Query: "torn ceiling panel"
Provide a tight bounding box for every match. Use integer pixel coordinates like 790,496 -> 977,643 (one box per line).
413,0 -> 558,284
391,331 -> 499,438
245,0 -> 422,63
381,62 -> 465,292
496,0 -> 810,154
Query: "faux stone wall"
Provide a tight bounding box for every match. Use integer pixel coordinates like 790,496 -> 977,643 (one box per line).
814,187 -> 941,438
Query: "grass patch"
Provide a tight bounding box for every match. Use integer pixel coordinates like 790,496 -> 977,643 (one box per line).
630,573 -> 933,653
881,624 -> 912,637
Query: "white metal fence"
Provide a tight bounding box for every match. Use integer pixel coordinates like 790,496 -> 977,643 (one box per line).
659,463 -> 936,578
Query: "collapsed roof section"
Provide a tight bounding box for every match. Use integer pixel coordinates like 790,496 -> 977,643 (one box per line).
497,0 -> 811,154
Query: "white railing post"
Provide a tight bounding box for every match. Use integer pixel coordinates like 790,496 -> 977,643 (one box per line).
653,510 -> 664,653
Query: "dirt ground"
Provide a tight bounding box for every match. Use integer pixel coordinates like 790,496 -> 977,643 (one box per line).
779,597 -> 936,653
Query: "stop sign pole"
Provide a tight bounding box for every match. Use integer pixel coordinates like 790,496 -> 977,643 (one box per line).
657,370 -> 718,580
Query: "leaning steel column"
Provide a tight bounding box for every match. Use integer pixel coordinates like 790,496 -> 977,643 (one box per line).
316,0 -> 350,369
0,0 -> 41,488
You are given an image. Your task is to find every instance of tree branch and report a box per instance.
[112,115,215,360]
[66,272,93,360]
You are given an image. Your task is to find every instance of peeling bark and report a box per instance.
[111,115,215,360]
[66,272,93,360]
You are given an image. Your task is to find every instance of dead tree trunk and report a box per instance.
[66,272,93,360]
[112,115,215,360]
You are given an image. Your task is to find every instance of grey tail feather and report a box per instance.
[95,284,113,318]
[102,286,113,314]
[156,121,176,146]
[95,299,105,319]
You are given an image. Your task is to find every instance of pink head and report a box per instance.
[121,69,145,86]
──────────────────────────────
### REQUIRED WORK
Reproduce all of the data above verbatim, line by line and in the same order.

### WRITTEN SOLUTION
Query: "torn ceiling panel"
Provide a tight bounding box for every match. Use integer pixel coordinates like 790,496 -> 977,643 (one box per line).
413,0 -> 558,284
391,331 -> 499,438
245,0 -> 422,63
381,62 -> 465,292
496,0 -> 810,154
Query: "faux stone wall"
Provide a tight bounding box for every match. Use integer pixel coordinates like 790,496 -> 977,643 (one box per line).
814,187 -> 941,438
Query: "grass patch"
Provide a tight bounding box for every match. Use integer pixel coordinates like 790,496 -> 977,643 (one box per line).
630,573 -> 933,653
881,624 -> 912,637
Query: "white metal fence"
Provide a tight bounding box for every match. Use integer pixel coordinates like 790,496 -> 977,643 (one box per line).
659,463 -> 936,578
Query: "collapsed roof section"
Provide a tight bounding box for every match. Use integer pixel coordinates like 790,496 -> 977,643 (one box per line).
497,0 -> 811,154
Query: "white railing post"
Provide a tight bounding box for every match. Use integer pixel coordinates like 790,496 -> 977,643 (one box per line).
653,510 -> 664,653
Query: "dirt ground"
Provide a tight bounding box for every match. Use integer pixel coordinates like 790,496 -> 977,643 (one box per line).
779,597 -> 936,653
Query: "stop sign pole"
Provide a tight bounding box for every match. Use integer pixel coordinates like 790,496 -> 977,643 (one box per line).
657,370 -> 718,580
Query: "leaning steel column"
Provide a tight bounding box for every match. Use integer pixel coordinates like 790,496 -> 977,643 (one box per line).
316,0 -> 350,369
0,0 -> 41,488
You are given an image. Your task is to find every instance of tree branch and report a box per instance.
[112,115,215,360]
[66,272,93,360]
You are given an image. Your task is to find every instance of peeling bark and report a box per instance.
[111,115,215,360]
[66,272,93,360]
You are given an image. Your task is to find every instance of dead tree trunk and report a box per instance.
[66,272,93,360]
[112,115,215,360]
You are given an image. Your task is to find every instance of grey tail feather and report a box per instance.
[95,284,113,318]
[102,286,113,314]
[156,121,176,146]
[95,299,105,319]
You are given an image. Your task is to find every instance of pink head and report a box per instance.
[121,69,145,86]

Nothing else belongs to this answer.